What you are asked to do → Return the material below in full and exactly.
===== Record list =====
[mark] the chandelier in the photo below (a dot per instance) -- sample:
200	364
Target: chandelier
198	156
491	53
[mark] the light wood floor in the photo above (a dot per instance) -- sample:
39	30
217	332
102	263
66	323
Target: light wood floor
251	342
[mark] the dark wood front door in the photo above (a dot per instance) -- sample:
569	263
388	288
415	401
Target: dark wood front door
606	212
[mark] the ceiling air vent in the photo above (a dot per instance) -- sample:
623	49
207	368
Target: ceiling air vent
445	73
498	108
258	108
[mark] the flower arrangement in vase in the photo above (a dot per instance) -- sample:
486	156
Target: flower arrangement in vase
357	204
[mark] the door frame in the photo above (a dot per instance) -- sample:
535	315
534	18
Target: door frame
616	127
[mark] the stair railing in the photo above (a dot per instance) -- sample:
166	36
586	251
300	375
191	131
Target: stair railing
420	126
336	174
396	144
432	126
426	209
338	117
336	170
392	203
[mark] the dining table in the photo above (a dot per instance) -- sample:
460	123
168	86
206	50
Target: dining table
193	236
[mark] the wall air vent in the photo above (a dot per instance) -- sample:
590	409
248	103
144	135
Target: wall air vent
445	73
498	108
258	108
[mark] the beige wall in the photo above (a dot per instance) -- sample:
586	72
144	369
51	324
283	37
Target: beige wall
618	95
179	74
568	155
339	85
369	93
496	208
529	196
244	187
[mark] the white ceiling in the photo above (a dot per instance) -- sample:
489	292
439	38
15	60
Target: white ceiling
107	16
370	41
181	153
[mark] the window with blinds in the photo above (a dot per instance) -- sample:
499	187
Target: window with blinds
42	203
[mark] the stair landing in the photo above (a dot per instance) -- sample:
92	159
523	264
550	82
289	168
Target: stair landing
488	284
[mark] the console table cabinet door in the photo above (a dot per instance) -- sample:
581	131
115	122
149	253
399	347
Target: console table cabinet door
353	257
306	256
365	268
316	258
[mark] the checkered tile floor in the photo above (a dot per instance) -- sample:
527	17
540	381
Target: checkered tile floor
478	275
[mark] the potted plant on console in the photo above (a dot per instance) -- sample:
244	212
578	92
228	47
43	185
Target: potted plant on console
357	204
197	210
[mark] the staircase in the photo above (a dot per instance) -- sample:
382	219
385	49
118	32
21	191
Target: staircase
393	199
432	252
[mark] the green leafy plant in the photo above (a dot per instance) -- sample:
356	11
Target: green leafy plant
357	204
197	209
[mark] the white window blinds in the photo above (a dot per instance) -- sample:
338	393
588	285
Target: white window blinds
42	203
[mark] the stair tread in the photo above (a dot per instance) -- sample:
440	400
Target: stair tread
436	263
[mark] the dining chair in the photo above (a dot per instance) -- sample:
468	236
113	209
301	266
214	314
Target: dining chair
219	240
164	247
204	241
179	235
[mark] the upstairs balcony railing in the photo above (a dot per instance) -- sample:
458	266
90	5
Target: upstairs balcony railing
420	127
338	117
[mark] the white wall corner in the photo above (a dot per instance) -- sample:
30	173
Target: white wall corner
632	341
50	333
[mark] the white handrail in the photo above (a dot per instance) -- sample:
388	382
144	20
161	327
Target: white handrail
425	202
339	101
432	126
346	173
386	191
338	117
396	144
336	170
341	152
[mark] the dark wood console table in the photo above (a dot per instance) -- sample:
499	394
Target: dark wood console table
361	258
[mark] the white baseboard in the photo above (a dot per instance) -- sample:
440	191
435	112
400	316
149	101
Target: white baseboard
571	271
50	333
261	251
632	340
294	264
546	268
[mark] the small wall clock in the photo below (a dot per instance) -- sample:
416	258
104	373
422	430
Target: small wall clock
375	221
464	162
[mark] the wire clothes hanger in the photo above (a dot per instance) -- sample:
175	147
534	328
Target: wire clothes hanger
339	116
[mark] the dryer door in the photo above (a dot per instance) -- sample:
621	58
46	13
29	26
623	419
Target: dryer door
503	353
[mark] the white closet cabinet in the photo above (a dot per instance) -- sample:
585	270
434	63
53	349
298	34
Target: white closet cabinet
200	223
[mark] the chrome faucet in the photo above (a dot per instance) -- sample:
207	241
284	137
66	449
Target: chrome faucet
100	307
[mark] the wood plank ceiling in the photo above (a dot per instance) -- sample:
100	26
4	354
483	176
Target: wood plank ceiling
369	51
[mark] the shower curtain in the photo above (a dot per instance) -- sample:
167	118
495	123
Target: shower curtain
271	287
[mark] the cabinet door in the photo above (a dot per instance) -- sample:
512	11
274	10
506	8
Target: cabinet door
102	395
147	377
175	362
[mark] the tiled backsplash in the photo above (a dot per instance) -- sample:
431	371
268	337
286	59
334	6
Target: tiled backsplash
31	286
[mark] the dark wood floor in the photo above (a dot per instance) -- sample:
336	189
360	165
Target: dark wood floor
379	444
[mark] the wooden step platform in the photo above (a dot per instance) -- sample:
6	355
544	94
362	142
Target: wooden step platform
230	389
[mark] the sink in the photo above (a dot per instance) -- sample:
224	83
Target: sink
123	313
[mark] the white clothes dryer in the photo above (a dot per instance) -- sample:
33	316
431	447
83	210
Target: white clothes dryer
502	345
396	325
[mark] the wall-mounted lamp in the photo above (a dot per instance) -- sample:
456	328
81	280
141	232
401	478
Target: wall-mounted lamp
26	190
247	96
=====
Full output →
[mark] the chandelier in the photo below (a dot per instance) -- sample:
200	364
Target: chandelier
198	156
491	53
[mark] the light wood floor in the photo above (a dot per instance) -- sample:
39	30
217	332
102	263
66	323
Target: light wood floor
251	342
[mark] the dark wood front door in the photo above (a dot per instance) -- sample:
569	263
388	288
415	401
Target: dark wood front door
606	212
[mark] the ceiling air vent in the photo above (a dot per instance) -- sample:
623	49
207	368
Target: ceiling air vent
445	73
498	108
258	108
[mark] the flower arrangement in vase in the photo above (a dot per instance) -- sample:
486	156
Target: flower arrangement in vase
357	204
[mark] the door frame in the photo above (a dot per instance) -- sample:
535	315
534	18
Target: door frame
616	127
[mark] the stair railing in the photo above (a dot per instance) -- sample:
166	36
586	251
300	375
191	131
Target: stair railing
420	126
336	174
396	144
432	126
426	209
338	117
336	170
392	203
[mark] the dining table in the photo above (a dot per instance) -- sample:
460	123
168	86
206	50
Target: dining table
193	236
[mark] the wall air vent in the photo above (a dot per instance) -- sample:
590	409
248	103
144	135
Target: wall air vent
445	73
498	108
258	108
[mark] the beige wall in the photo above (a dot per instance) -- sample:
586	72
144	369
51	324
283	37
Target: beige wall
618	95
179	74
568	155
339	85
369	93
496	208
529	196
244	187
[mark] the white ceiling in the photo above (a dot per instance) -- sample:
489	292
439	38
15	60
Target: white ceiling
107	16
370	41
181	153
[mark] the window with blinds in the photo above (a dot per instance) -- sample:
499	187
Target: window with blinds
42	203
[mark] the stair landing in the photo above (a dot per instance) -- sample:
92	159
523	264
550	82
289	168
Target: stair landing
488	284
[mark] the console table cabinet door in the photo above (a dot per instance) -- sample:
581	131
115	122
149	253
399	347
Target: console table cabinet door
353	257
306	256
365	268
316	258
[mark] the checkered tile floor in the photo above (a dot per instance) -- sample:
527	17
540	381
Target: checkered tile floor
478	275
[mark] the potted plant on console in the photo above (a dot per instance) -- sample:
244	212
578	92
228	47
43	185
Target: potted plant on console
357	204
197	210
[mark] the staircase in the photo above (a dot per instance) -- sample:
382	219
385	49
118	32
21	191
Target: staircase
393	199
432	252
[mark] the green leafy plant in the photo above (a dot per instance) -- sample:
356	11
Target: green leafy plant
357	204
197	209
[mark] the white window blinds in the photo above (a dot per instance) -- sample:
338	393
588	285
Target: white window blinds
42	203
[mark] the stair tread in the photo above (a dot per instance) -- sample:
440	400
Target: stair tread
436	263
[mark] the dining chair in the photo above (a dot per instance) -- sample:
468	236
113	209
301	266
214	314
Target: dining chair
219	240
164	247
204	241
179	235
[mark] the upstairs balcony railing in the photo above (a dot per instance) -- sample:
458	266
90	5
Target: upstairs balcony railing
420	127
338	117
[mark] the white wall corner in the photo above (a dot per instance) -- sample:
30	173
Target: white wall corner
632	341
50	333
[mark] the white handrail in the photo above (a dot per instance) -- sample:
388	382
144	20
161	327
Target: white handrail
425	202
339	101
432	126
346	173
386	191
338	117
396	144
336	170
341	152
[mark] the dark wood console table in the photo above (a dot per instance) -- sample:
499	394
Target: dark wood console table
361	258
[mark] the white baseboard in the photo above (a dot per instance) -- sample:
440	191
435	112
400	316
149	101
Target: white baseboard
571	271
50	333
261	251
632	340
294	264
546	268
[mark] the small wall clock in the photo below (a dot per instance) -- sample:
416	258
104	373
422	430
Target: small wall clock
375	221
464	162
[mark] the wire clothes hanger in the photo above (a dot per instance) -- sample:
175	147
534	328
Target: wire clothes hanger
339	116
[mark] the dryer door in the photo above (a dot per instance) -- sample:
621	58
46	13
29	26
623	419
Target: dryer door
503	353
[mark] the white closet cabinet in the photo above (a dot per instance) -- sample:
585	270
434	63
53	349
298	34
Target: white closet cabinet
200	223
[mark] the chrome faucet in the photo above (a dot per instance) -- sample:
207	241
284	137
66	449
Target: chrome faucet
100	307
[mark] the wood plank ceiling in the photo above (a dot per instance) -- sample:
100	26
4	354
483	176
Target: wood plank ceiling
369	51
[mark] the shower curtain in the photo above (a dot per instance) -- sample:
167	118
495	123
Target: shower curtain
271	287
[mark] the cabinet door in the photo above (a dot per instance) -- sample:
512	11
274	10
506	8
Target: cabinet door
102	395
147	377
175	362
[mark] the tiled backsplash in the photo above (a dot per instance) -- sample:
431	371
268	337
286	59
334	6
Target: tiled backsplash
31	286
[mark] the dark wood floor in the photo above (a dot per instance) -- sample:
336	189
360	165
Target: dark wood floor
379	444
[mark] the wooden step platform in the photo above (a dot per instance) -- sample:
6	355
544	94
362	142
Target: wooden step platform
230	389
[mark] the sink in the photo above (a dot per instance) -- sample:
224	83
Target: sink
123	313
[mark] the white clothes dryer in the photo above (a dot per instance) -- sample:
33	316
431	447
83	210
Target: white clothes dryer
502	345
396	325
[mark] the wall-mounted lamp in the photo above (a dot per instance) -- sample:
456	328
81	280
141	232
401	478
Target: wall-mounted lamp
26	190
247	96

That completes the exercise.